**To do**
Rewrite the items below with every "located on this screen" changed to "shown in this view", keeping everything else as it is.

**A block of data**
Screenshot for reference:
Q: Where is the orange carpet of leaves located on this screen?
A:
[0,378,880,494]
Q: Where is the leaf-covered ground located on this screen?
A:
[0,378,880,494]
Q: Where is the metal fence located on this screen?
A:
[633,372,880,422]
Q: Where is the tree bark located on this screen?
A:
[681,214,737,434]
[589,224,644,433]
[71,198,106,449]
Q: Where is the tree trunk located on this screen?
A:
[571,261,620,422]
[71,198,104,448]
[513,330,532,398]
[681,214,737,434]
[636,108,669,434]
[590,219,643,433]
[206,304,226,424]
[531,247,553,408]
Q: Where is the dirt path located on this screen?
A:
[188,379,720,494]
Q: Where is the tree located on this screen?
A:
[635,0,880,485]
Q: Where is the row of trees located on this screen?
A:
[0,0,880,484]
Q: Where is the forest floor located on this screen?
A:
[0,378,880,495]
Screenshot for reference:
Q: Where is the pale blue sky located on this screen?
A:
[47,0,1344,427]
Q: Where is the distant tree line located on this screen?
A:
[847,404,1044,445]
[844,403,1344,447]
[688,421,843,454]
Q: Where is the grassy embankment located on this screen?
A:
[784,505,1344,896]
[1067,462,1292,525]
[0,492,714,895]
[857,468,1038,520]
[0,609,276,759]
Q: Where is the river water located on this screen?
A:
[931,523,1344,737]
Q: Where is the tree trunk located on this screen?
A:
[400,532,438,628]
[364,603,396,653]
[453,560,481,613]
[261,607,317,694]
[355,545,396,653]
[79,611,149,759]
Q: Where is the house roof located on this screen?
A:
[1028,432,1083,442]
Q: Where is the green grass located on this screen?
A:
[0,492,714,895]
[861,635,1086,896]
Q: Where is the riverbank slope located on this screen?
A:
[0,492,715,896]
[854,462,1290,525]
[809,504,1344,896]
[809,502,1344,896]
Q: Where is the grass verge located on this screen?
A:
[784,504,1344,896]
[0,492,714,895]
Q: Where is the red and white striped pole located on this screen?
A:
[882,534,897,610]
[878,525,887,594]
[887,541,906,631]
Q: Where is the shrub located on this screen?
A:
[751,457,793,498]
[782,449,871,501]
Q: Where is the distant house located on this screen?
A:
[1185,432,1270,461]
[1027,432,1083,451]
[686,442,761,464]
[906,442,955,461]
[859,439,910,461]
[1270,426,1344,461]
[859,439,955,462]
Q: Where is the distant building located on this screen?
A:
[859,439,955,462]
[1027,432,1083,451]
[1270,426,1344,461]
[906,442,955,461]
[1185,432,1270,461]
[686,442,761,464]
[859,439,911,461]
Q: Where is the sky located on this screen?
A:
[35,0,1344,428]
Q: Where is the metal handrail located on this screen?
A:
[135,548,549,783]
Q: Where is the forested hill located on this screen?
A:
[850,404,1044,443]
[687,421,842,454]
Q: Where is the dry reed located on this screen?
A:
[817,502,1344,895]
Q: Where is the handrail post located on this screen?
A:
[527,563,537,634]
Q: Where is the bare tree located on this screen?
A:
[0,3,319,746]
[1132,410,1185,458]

**Reply**
Screenshot for reference:
Q: Where is the orange carpet of leaves shown in this view?
A:
[0,378,880,494]
Q: Where is the leaf-covered ground shown in this view?
A:
[0,378,880,494]
Q: Where is the metal fence shown in this view?
A:
[633,372,880,422]
Q: Where is the tree bark shown in this view?
A:
[681,214,737,434]
[589,224,644,433]
[71,198,106,449]
Q: Where is the tree trunk shown in this view?
A:
[571,261,620,422]
[71,198,104,448]
[513,330,532,398]
[681,214,737,434]
[636,108,669,434]
[590,219,643,433]
[206,304,226,424]
[531,247,553,408]
Q: Where is the dirt path shown in this view?
A:
[188,379,720,494]
Q: Where is the tree shown in this view?
A:
[635,0,880,485]
Q: Where is the row of trees shown in this view?
A:
[0,0,880,484]
Q: Where is the forest floor shown in this view?
A:
[0,378,880,495]
Screenshot for reference:
Q: Where is the pale blue sky shown in this view?
A:
[47,0,1344,427]
Q: Where is the distant tree line shown in this view?
A:
[847,404,1044,445]
[844,403,1344,447]
[688,421,843,454]
Q: Where is the grassy embankment shown in this view?
A:
[784,505,1344,896]
[1067,462,1292,525]
[0,492,714,895]
[857,468,1038,520]
[0,609,276,759]
Q: Where is the river water shown in this view?
A:
[931,523,1344,737]
Q: Where is the tree trunk shown in this view?
A:
[400,532,438,628]
[364,603,396,653]
[453,560,481,613]
[261,607,317,694]
[355,545,396,653]
[79,611,149,759]
Q: Where is the house roof shown in this view?
A:
[1028,432,1083,442]
Q: Where is the green grass shown in this view?
A:
[0,492,714,895]
[861,635,1086,896]
Q: Where is the riverbank slope shown in this view?
A:
[0,492,715,896]
[854,462,1290,525]
[809,504,1344,896]
[809,502,1344,896]
Q: Where is the grass verge shown in this view?
A:
[784,504,1344,896]
[0,492,714,895]
Q: Where is the red and white striped pole shown in this view?
A:
[882,534,897,610]
[878,525,887,594]
[887,541,906,631]
Q: Where is the shrub shown in this view?
A:
[751,457,793,498]
[782,449,871,501]
Q: Where is the distant house shown in this view?
A:
[1185,432,1270,461]
[1027,432,1083,451]
[686,442,761,464]
[906,442,955,461]
[859,439,910,461]
[1270,426,1344,461]
[859,439,955,462]
Q: Where is the distant building shown in this view?
A:
[859,439,955,462]
[1027,432,1083,451]
[1270,426,1344,461]
[906,442,955,461]
[1185,432,1270,461]
[686,442,761,464]
[859,439,911,461]
Q: Where is the sky shown in this view?
A:
[35,0,1344,428]
Q: Where is the metal handrail shown in this view?
A:
[135,548,549,783]
Q: Where is the forested hill shown in this view?
A:
[850,404,1044,443]
[687,421,842,454]
Q: Where is the dry reed shown in this view?
A:
[817,502,1344,895]
Q: Where is the handrail post shown in this view?
A:
[527,563,537,634]
Q: Where is the bare tree shown in this view?
A:
[0,3,319,746]
[1132,410,1185,458]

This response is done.